> **Document segment**
----

Charter's most recent offer for Time Warner Cable has earned jeers from TWC brass. The potential cable conglomerate merger would have cost Charter some $37.8 billion, but Time Warner rejected the offer out of hand, with newly minted CEO Rob Marcus calling it a "low-ball offer" in an interview and saying that Charter "want to steal the company." Meanwhile, Charter CEO Tom Rutledge took his pitch directly to TWC investors, asking them to "get involved"—not exactly a selfless strategy since a buyout would undoubtedly goose the share price.
But industry insiders say that the cable provider is on the block, and it's only a matter of time before it (and other, smaller cable providers, as well) end up consolidating to save money on internal resources and drive a harder bargain with the networks. This is the third proposal from Charter so far; TWC's counter was for $45.7 billion, a number Rutledge called "unserious." John Malone, of Liberty Media, is backing the Charter offer.
The deal would be for approximately seven times Time Warner's adjusted revenue; below prior transactions in the sector but not unreasonable taking into account Time Warner's problems with its customer base and the entrenched bureaucracy that any buyer would have to metabolize, presumably over years. Time Warner, Rutledge said to CNBC, "in the last two years has lost the equivalent of a Los Angeles in subscriber losses."
Reading between the lines, it seems that the offer hinges most on the amount of Charter stock offered as part of the deal—including debt, the effective price of the Charter offer rises to some $61.3 billion; TWC wants more cash. "Not only is the nominal valuation far too low, but because a significant portion of the purchase price would be in Charter stock, the actual value delivered to TWC shareholders could be substantially lower given the valuation, operational, and significant balance sheet risks embedded in Charter's stock," the company said.
The elephant in the room, of course, is Comcast, the cable industry giant that bought NBCUniversal and is rumored to have its eye on Time Warner. That company, though, is now big enough that the purchase of Time Warner—which would make Comcast's contiguous footprint across the Northeast frankly gigantic—is being scrutinized closely by watchdogs despite the fact that no formal offer has been made.
But in 2009, regulators vacated the cap on cable company size, so the barriers to such a merger might not be as serious as some have said. Still, time will tell, and it may come down to the individual regulators when all is said and done. “The fact that there’s not a cap does not end the analysis,” Gene Kimmelman, former chief counsel for competition policy at the DOJ, told Bloomberg.

----

Natural-language descriptions of regions
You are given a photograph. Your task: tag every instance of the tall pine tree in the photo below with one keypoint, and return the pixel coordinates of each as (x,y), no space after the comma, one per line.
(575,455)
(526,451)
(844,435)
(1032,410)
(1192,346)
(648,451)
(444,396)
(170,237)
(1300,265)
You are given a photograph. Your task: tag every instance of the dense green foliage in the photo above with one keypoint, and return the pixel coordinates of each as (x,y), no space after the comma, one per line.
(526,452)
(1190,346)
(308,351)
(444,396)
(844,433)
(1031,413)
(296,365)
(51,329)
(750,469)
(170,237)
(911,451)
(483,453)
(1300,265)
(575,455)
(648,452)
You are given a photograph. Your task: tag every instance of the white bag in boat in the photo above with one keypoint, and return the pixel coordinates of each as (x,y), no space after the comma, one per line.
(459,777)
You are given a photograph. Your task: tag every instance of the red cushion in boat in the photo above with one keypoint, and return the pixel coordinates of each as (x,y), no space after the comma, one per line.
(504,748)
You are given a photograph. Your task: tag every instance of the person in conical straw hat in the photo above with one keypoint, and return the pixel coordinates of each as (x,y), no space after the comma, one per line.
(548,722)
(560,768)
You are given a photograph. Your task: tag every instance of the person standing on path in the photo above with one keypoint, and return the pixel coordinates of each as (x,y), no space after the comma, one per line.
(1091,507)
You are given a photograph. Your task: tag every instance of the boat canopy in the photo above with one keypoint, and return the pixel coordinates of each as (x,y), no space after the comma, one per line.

----

> **Work required**
In the article about Charter's bid for Time Warner Cable, rewrite the paragraph beginning "But industry insiders say" as a bulleted list that keeps its main facts.

> **Solution to this exercise**
- Industry insiders say Time Warner Cable is on the block.
- They expect it, along with smaller cable providers, to consolidate eventually. This would save money on internal resources and give them more leverage with the networks.
- This is Charter's third proposal so far.
- TWC countered with $45.7 billion, a figure Rutledge called "unserious."
- John Malone of Liberty Media backs the Charter offer.